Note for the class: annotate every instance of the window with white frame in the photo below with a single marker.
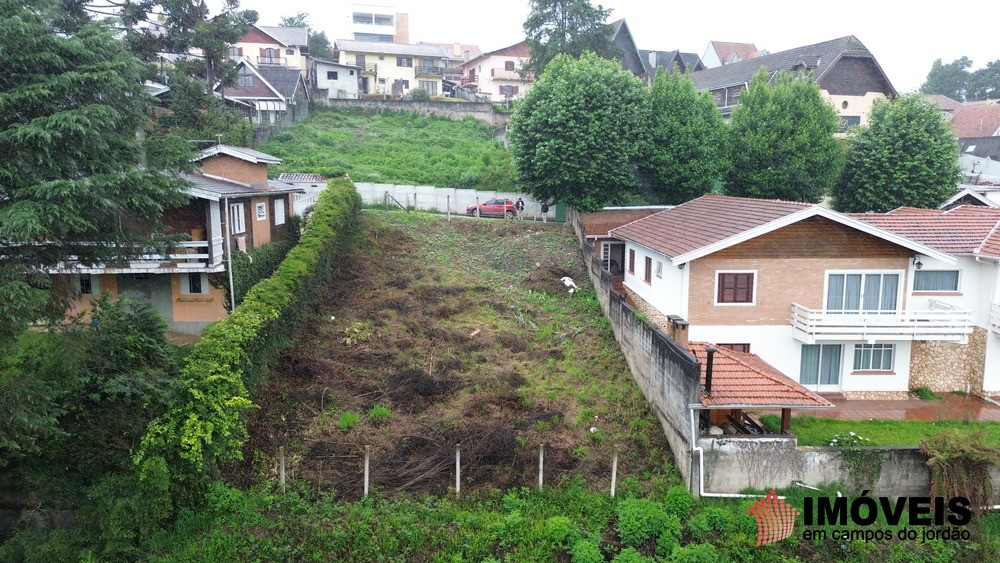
(873, 357)
(194, 284)
(237, 219)
(279, 212)
(935, 280)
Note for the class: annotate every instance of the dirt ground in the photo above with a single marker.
(459, 330)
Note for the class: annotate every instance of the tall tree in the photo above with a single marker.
(72, 180)
(782, 143)
(319, 44)
(685, 152)
(949, 80)
(569, 27)
(906, 155)
(574, 135)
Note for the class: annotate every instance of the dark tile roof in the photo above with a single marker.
(704, 221)
(968, 229)
(285, 80)
(742, 379)
(819, 58)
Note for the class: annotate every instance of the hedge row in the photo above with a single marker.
(205, 428)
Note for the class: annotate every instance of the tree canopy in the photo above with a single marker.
(905, 156)
(73, 181)
(569, 27)
(782, 143)
(685, 153)
(575, 135)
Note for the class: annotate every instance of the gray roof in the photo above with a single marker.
(241, 153)
(284, 79)
(391, 48)
(213, 187)
(288, 36)
(819, 58)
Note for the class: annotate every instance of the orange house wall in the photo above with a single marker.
(196, 308)
(790, 265)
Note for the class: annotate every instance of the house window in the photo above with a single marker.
(246, 77)
(847, 293)
(89, 284)
(279, 212)
(820, 364)
(939, 280)
(734, 288)
(237, 219)
(873, 357)
(194, 284)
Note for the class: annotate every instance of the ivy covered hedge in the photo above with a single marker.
(205, 428)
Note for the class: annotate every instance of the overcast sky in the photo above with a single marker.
(905, 38)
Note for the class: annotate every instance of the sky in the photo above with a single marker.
(905, 39)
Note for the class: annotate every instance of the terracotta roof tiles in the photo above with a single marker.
(742, 379)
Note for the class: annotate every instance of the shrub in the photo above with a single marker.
(586, 551)
(379, 413)
(639, 520)
(347, 421)
(679, 502)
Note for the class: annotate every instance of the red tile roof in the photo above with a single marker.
(704, 221)
(741, 379)
(967, 229)
(598, 224)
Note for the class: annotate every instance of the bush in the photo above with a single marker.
(679, 502)
(639, 520)
(379, 413)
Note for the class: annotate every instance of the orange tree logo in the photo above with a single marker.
(775, 518)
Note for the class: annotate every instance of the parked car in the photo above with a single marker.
(496, 207)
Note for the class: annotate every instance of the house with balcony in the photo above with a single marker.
(848, 75)
(497, 74)
(273, 46)
(393, 68)
(841, 304)
(232, 207)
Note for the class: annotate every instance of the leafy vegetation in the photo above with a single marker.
(576, 134)
(394, 148)
(816, 431)
(906, 155)
(781, 141)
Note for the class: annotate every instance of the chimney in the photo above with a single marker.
(708, 368)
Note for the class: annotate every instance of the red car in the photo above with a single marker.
(496, 207)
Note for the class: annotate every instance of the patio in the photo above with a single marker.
(950, 407)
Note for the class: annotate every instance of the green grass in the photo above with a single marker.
(815, 431)
(394, 148)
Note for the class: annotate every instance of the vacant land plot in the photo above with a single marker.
(438, 333)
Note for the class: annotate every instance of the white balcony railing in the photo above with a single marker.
(940, 322)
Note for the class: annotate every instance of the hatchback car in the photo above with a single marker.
(496, 207)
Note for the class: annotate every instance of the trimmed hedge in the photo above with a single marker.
(205, 428)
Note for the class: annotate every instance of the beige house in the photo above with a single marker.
(393, 68)
(496, 74)
(233, 207)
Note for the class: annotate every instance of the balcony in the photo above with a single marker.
(504, 74)
(429, 71)
(940, 322)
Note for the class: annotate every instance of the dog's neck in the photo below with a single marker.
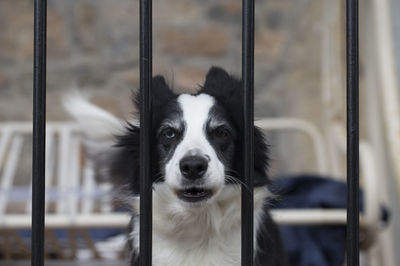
(209, 234)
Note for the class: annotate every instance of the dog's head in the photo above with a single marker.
(197, 141)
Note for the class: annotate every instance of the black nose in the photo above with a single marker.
(193, 167)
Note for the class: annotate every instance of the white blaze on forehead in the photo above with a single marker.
(195, 111)
(195, 114)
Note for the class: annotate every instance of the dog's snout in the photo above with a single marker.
(193, 167)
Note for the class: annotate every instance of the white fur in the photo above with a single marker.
(209, 234)
(183, 235)
(195, 116)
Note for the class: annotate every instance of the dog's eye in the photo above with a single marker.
(169, 133)
(221, 133)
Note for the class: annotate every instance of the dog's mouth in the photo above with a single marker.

Required task » In the records above, find the line containing "Note for the class: annotate every instance of the vacant". Reproduce it and every line after it through the last line, omitting pictures.

Expected output »
Note for the class: annotate every instance of the vacant land plot in the photo above with a single marker.
(438, 333)
Note for the class: annotate every instance of the white balcony railing in the photo above with a single marker.
(940, 322)
Note for the class: annotate every instance of the hatchback car in the photo above with a single marker.
(496, 207)
Note for the class: annotate every instance of the trimmed hedge in the photo above with a single marker.
(205, 428)
Note for the class: annotate every instance of the beige house in the photo above with a single marker.
(393, 68)
(496, 74)
(233, 207)
Note for the class: annotate every instance of the balcony in the photo above with a single marker.
(504, 74)
(429, 71)
(940, 322)
Note for the class: annotate every instance of the dog's neck in the photo below with a single marker.
(209, 234)
Note for the class: annotate every instance of the dog's head in the photo above with a single marker.
(197, 141)
Note for the class: annotate every instance of the black nose in the photo above with a single marker.
(193, 167)
Note for the class: annotate every instance of the white blaze on forehead in the photo above with a single marker.
(195, 111)
(195, 114)
Note for the class: annotate every instance of the dog's snout in the photo above with a single marker.
(193, 167)
Note for the class: annotate every instance of the white fur in the photo above with a single marker.
(209, 234)
(183, 235)
(195, 116)
Note for the class: annotate every instance of the dog's eye in the photo above with a single marker.
(169, 133)
(221, 133)
Note for the class: annotate every instance of the dog's mouth in the photo above with a single marker.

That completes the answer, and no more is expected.